=== Task directions ===
Could you print the lines below word for word, omitting the pictures?
***** Entries provided *****
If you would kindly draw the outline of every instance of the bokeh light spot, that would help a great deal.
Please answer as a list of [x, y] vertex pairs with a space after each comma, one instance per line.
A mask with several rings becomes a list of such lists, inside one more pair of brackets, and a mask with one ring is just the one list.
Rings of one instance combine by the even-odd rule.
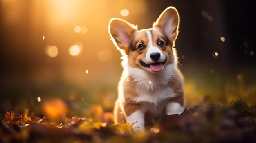
[[101, 127], [106, 127], [107, 126], [107, 123], [101, 123]]
[[248, 48], [248, 43], [247, 42], [244, 42], [244, 46], [245, 46], [245, 48]]
[[120, 11], [120, 13], [123, 16], [127, 16], [129, 15], [129, 11], [126, 9], [124, 9]]
[[41, 102], [41, 97], [37, 97], [37, 101], [38, 102]]
[[214, 52], [214, 55], [215, 55], [215, 56], [218, 56], [218, 53], [217, 52]]
[[77, 45], [73, 45], [70, 47], [68, 53], [72, 56], [76, 56], [80, 53], [80, 48]]
[[48, 45], [45, 48], [45, 53], [52, 57], [55, 57], [58, 55], [58, 48], [55, 46]]
[[212, 53], [212, 56], [213, 57], [216, 58], [219, 55], [219, 54], [217, 52], [213, 52]]
[[55, 120], [67, 113], [66, 104], [59, 99], [51, 99], [43, 103], [42, 109], [43, 113], [51, 120]]
[[76, 27], [75, 27], [75, 32], [79, 33], [81, 31], [81, 27], [79, 26], [76, 26]]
*****
=== Complete response ===
If you would kindly draw the outline of every instance of the bokeh light spot, that would help a great deal.
Please answer as a list of [x, y] vertex pairs with a space after each comma, one instance per line.
A mask with several rings becomes a list of such lists, inside one more pair of brackets, and a mask with one ring is just the one list.
Rings of one instance combine by the even-odd rule.
[[101, 127], [106, 127], [107, 126], [107, 123], [101, 123]]
[[248, 48], [248, 43], [247, 42], [244, 42], [244, 46], [245, 46], [245, 48]]
[[120, 11], [120, 13], [123, 16], [127, 16], [129, 15], [129, 11], [126, 9], [124, 9]]
[[41, 102], [41, 97], [37, 97], [37, 101], [38, 102]]
[[214, 52], [214, 55], [215, 55], [215, 56], [218, 56], [218, 53], [217, 52]]
[[77, 45], [73, 45], [70, 47], [68, 53], [72, 56], [76, 56], [80, 53], [80, 48]]
[[48, 45], [45, 48], [45, 53], [52, 57], [55, 57], [58, 55], [58, 48], [55, 46]]
[[212, 53], [212, 56], [213, 57], [216, 58], [219, 55], [219, 54], [217, 52], [213, 52]]
[[55, 120], [67, 113], [66, 104], [59, 99], [51, 99], [43, 103], [42, 109], [43, 113], [51, 120]]
[[76, 27], [75, 27], [75, 32], [79, 33], [81, 31], [81, 27], [79, 26], [76, 26]]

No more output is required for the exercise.